_STATED EXERCISE 1:_
From the Fed news report, print everything from "Post by hlk Thu 02" down to "to stimulate growth.".
_STATED EXERCISE 2:_
According to the Fed news report, why had equities and the euro gained lately?
_STATED EXERCISE 3:_
In the Fed news report, what guidance language did the Fed stick with on when it might start raising interest rates?
>> start QUOTED PASSAGE
Post by hlk Thu 02 Aug 2012, 07:46

NEW YORK: U.S. stocks fell and the dollar rallied on Wednesday after
the Federal Reserve acknowledged that the economic recovery had lost
momentum but announced no new measures to stimulate growth.
Equities
and the euro had gained lately as investors bet that central banks in
the United States and Europe would take aggressive steps to boost their
economies and contain the euro- zone debt crisis.
The Fed said
after its two-day meeting it was prepared to do more to support an
ailing economy if needed, but disappointed markets by taking no new
action. Many economists had expected the Fed to push back its guidance
for when it might start to raise interest rates from ultra-low levels,
but it stuck with its "late-2014" language.
Attention now turns to a European Central Bank decision on Thursday. ECB President Mario Draghi
heightened speculation of further bank purchases of Italian and Spanish
bonds when he said last week he would do "whatever it takes to preserve
the euro."
>> end QUOTED PASSAGE
>> start STORED RECORDS
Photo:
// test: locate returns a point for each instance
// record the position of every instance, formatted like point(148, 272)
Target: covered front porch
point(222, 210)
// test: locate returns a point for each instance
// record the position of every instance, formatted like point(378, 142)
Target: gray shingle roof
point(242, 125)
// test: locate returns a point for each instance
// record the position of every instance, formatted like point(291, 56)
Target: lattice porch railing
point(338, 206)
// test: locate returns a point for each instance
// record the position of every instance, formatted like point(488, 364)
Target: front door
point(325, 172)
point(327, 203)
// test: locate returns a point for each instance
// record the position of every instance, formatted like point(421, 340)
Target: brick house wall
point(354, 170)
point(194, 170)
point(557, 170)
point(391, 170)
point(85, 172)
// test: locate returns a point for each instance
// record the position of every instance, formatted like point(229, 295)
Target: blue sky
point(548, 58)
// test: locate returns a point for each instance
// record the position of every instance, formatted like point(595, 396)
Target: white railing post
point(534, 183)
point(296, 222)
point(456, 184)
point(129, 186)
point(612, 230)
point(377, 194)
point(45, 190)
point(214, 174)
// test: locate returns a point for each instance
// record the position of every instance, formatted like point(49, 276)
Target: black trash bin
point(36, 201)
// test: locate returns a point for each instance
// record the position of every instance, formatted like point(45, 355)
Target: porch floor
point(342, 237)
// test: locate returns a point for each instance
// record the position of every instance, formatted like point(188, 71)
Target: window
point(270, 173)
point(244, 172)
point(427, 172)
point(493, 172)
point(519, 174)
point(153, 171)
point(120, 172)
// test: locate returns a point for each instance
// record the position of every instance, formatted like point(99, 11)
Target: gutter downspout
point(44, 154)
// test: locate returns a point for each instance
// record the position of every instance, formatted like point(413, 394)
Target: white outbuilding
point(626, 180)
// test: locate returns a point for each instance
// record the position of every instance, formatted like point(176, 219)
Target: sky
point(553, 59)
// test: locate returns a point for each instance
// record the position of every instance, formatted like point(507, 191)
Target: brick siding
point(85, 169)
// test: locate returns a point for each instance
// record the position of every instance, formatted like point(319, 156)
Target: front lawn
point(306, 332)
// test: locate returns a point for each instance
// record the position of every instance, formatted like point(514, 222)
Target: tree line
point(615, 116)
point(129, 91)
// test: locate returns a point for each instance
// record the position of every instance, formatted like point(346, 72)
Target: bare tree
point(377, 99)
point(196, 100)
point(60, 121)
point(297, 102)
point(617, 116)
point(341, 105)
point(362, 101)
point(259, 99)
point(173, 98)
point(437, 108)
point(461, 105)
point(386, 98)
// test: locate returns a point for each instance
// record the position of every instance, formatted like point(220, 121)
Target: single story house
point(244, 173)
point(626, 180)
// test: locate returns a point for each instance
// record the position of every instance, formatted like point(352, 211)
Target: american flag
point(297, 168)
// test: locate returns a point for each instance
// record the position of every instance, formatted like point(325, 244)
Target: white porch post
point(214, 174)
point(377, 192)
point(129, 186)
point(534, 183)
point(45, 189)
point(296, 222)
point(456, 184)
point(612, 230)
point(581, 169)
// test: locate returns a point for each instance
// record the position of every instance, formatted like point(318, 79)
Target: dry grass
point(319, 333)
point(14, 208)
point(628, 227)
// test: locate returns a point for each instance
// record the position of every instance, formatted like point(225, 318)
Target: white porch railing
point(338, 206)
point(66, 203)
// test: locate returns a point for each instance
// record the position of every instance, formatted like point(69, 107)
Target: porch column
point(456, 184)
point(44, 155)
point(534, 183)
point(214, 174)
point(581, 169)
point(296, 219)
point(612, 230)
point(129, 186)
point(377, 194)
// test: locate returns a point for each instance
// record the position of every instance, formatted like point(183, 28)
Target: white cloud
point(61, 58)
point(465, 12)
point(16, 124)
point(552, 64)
>> end STORED RECORDS
_CORRECT RESPONSE 1:_
Post by hlk Thu 02 Aug 2012, 07:46

NEW YORK: U.S. stocks fell and the dollar rallied on Wednesday after
the Federal Reserve acknowledged that the economic recovery had lost
momentum but announced no new measures to stimulate growth.

_CORRECT RESPONSE 2:_
Investors were betting that central banks in the United States and Europe would take aggressive steps to boost their economies and contain the euro-zone debt crisis.

_CORRECT RESPONSE 3:_
The Fed stuck with its "late-2014" language.